Question 12: La prise en charge des 15 prochains jours comporte :
Il est important de réaliser un bilan de thrombophilie complet (protéine C, S, mutation facteur II et V, recherche de syndrome des antiphospholipides) même en cas d’étiologie déjà connue de thrombose veineuse cérébrale (ici, la méningite), car il est fréquent de trouver plusieurs causes associées. Cela aurait par ailleurs un impact fort sur la durée de l’anticoagulation curative (transitoire si négatif, au long cours si positif).
Les anticoagulants oraux directs n’ont pas l’indication dans le traitement des TVC.
Il faut arrêter progressivement le diazépam (benzodiazépine), mais maintenir le traitement antiépileptique de fond par lamotrigine. L’arrêt de ce dernier sera à discuter à distance.
Question 13: Concernant la méningite,vous devez ?
C’est à la patiente de faire la demande de copie du dossier médical  auprès du directeur de l’hôpital.
C’est à la patiente de faire les démarches auprès de l’ONIAM
Que déclarer après une infection nosocomiale (IN) ? (« infection associée aux soins »)

Données de pointage de régions:
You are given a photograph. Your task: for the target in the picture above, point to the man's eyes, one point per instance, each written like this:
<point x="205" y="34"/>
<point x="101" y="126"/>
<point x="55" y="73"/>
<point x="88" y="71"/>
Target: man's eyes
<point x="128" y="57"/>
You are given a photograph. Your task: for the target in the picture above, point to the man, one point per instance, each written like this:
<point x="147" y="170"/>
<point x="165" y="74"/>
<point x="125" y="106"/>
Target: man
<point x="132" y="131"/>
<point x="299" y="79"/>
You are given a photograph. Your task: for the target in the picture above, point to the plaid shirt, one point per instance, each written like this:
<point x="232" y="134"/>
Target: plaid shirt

● Consigne de travail 1: Dans le passage sur la thrombose veineuse cérébrale, récrivez tout ce qui va de « Les anticoagulants oraux » jusqu'à « directeur de l’hôpital. », en renommant « lamotrigine » en « lévétiracétam ».
● Consigne de travail 2: Rédigez, s'il vous plaît, la suite du passage sur la thrombose veineuse cérébrale, après sa dernière phrase.

● Réponse 1:
Les anticoagulants oraux directs n’ont pas l’indication dans le traitement des TVC.
Il faut arrêter progressivement le diazépam (benzodiazépine), mais maintenir le traitement antiépileptique de fond par lévétiracétam. L’arrêt de ce dernier sera à discuter à distance.
Question 13: Concernant la méningite,vous devez ?
C’est à la patiente de faire la demande de copie du dossier médical  auprès du directeur de l’hôpital.

● Réponse 2:
1) Les IN ayant un caractère rare ou particulier, par rapport aux données épidémiologiques locales, régionales et nationales, du fait :

a) soit de la nature ou des caractéristiques de l'agent pathogène en cause, ou de son profil de résistance aux anti-infectieux ;

b) soit de la localisation de l'infection chez la (ou les) personne(s) atteinte(s) ;
c) soit de l'utilisation d'un dispositif médical ;
d) soit de procédures ou pratiques pouvant exposer ou avoir exposé, lors d'un acte invasif, d'autres personnes au même risque infectieux.
2) Tout décès lié à une infection nosocomiale.
3) Les IN suspectes d'être causées par un germe présent dans l'eau ou dans l'air environnant.
4) Les maladies devant faire l'objet d'une transmission obligatoire de données individuelles à l'autorité sanitaire en application de l'article R. 11-2 et dont l'origine nosocomiale peut être suspectée.
Indemnisation et infection nosocomiale (Loi du 4 mars 2002 modifiée le 31 décembre 2002) :
-Si l’infection nosocomiale est à l’origine d’une IPP supérieure à 25 %, ou d’un décès, elle ouvre doit à réparation au titre de la solidarité nationale (article L 1142-1-1, 1° du CSP). C’est l’ONIAM qui indemnise la victime, indépendamment de l’existence ou non d’une responsabilité civile.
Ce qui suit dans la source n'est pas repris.